____ DATASET
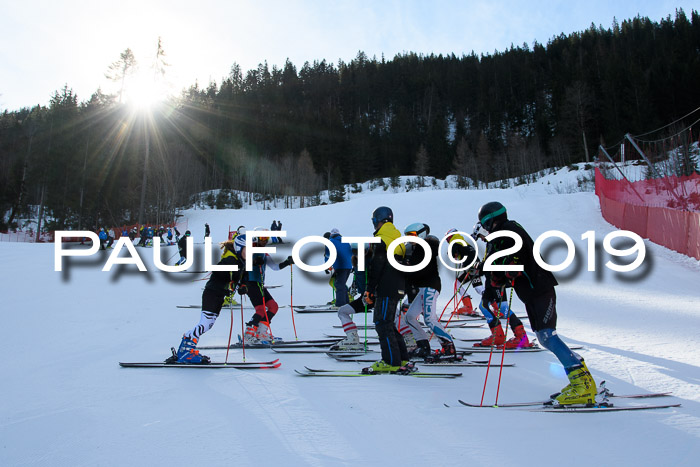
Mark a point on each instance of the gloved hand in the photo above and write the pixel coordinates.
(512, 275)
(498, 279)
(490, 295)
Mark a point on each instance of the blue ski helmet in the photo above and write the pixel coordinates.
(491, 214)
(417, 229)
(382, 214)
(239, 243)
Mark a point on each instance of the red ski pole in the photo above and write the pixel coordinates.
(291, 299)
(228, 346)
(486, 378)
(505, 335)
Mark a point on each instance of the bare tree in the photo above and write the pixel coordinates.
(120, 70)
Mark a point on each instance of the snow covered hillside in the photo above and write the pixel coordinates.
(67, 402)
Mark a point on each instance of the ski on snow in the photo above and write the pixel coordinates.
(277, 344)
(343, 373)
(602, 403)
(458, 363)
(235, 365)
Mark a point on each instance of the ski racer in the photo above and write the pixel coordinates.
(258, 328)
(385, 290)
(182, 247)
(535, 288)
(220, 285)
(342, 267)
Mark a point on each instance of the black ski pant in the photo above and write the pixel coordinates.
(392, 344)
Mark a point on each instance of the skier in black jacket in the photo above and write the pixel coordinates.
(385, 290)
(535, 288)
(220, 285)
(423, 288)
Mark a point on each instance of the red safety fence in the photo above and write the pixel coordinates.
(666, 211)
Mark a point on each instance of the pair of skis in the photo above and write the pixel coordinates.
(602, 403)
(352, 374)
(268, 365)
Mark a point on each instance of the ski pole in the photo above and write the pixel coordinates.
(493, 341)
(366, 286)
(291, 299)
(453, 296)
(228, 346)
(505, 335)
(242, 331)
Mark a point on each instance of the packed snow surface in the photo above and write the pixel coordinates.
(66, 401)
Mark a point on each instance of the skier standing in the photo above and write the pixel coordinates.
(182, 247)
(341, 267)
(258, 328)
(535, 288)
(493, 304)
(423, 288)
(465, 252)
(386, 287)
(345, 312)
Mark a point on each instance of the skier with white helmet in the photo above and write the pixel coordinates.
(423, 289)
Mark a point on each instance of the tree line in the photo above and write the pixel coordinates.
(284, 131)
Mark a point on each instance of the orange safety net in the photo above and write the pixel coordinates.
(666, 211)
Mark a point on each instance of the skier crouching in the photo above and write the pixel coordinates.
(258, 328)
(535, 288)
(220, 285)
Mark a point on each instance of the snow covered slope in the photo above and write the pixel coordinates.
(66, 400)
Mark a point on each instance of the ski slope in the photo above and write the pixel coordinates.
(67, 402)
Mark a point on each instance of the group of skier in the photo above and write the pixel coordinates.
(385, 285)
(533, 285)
________
____ DATASET
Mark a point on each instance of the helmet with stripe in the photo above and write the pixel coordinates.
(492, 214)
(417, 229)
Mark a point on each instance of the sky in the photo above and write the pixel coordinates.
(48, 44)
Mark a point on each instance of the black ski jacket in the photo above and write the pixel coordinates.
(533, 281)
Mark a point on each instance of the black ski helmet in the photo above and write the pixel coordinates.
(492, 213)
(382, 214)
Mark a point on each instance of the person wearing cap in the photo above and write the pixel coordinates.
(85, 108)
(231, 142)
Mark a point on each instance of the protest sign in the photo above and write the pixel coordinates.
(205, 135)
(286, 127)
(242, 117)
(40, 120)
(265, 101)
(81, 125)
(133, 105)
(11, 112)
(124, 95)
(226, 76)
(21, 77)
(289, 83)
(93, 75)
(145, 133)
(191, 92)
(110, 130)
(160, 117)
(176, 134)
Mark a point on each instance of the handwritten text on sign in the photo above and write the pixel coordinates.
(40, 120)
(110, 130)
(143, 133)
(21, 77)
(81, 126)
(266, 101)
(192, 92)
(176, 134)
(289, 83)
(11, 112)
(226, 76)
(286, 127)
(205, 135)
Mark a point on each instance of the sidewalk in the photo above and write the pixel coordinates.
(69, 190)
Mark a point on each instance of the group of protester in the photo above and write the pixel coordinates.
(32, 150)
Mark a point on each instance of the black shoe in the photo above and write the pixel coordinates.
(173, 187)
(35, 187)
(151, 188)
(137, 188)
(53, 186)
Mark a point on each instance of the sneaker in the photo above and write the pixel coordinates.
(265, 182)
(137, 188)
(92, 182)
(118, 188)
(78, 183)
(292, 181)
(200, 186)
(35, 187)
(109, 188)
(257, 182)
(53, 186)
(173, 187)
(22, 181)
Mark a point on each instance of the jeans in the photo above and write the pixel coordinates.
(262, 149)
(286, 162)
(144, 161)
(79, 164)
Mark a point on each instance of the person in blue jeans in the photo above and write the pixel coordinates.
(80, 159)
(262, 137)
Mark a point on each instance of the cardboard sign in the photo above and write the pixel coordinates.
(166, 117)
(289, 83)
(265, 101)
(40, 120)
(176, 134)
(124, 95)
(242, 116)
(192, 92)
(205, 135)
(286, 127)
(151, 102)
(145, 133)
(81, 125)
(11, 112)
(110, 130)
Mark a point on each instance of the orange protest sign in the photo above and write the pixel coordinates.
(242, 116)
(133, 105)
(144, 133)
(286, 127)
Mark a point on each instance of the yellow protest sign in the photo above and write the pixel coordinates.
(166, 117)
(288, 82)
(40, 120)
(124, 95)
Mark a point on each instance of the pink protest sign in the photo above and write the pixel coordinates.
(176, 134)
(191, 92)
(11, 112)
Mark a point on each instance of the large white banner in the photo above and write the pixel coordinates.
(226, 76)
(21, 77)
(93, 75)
________
PROBLEM STATEMENT: Pick out each line of the records that contains the word "jacket", matching case exactly, and copy those lines.

SOLUTION FOR THIS EXERCISE:
Mark a point on each instance of the skier in black jacket in the photo above and write the pixel coordinates.
Mark a point on each instance of the black ski jacket in the photo above and write the pixel coordinates.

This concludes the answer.